YOUR GOAL –
Can you write out the data again, starting at its beginning and going on through the line with "point(226, 189)" (include that line), keeping every request as it is, but multiplying each answer coordinate by 0.75 and rounding to whole numbers, with halves rounded up?

[Items stored from a collection]
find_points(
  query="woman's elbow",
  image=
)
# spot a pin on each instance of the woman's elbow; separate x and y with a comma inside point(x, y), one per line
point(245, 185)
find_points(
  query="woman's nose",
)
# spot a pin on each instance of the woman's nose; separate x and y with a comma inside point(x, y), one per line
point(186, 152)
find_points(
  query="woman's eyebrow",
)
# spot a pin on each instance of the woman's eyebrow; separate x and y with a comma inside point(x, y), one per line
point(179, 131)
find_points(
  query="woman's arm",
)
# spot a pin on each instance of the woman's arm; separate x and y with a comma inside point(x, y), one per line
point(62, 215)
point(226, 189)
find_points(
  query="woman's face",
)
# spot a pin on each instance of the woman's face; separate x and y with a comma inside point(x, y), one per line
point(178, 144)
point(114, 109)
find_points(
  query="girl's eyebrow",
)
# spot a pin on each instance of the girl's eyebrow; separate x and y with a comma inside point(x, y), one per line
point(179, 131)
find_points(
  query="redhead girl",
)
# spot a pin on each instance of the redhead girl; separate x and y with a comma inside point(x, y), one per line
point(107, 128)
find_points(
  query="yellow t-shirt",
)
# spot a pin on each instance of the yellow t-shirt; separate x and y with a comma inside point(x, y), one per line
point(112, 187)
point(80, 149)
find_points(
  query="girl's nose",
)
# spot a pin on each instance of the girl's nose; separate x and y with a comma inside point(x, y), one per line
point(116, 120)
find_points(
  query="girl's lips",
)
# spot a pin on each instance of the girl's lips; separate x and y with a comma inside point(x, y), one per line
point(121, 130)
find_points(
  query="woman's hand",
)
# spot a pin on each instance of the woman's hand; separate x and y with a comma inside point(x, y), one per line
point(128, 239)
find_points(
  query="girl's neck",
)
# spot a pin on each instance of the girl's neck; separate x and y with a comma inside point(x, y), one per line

COMPLETE OUTPUT –
find_points(
  query="woman's elbow",
  image=
)
# spot a pin on each instance of the woman's elbow; separate x and y with a comma inside point(x, y), one per line
point(184, 139)
find_points(
  query="woman's nose",
)
# spot a pin on each instance of the woman's nose; separate x and y with a comma inside point(x, y), one per line
point(140, 114)
find_points(
  query="woman's eyebrow",
)
# spot a pin on each instance of the woman's eyebrow; separate x and y with a comma inside point(x, y), one per line
point(134, 98)
find_points(
  query="woman's arm",
)
# spot a pin on each instance of the woman's arm; separate x and y with a comma inside point(x, y), one per line
point(47, 161)
point(170, 142)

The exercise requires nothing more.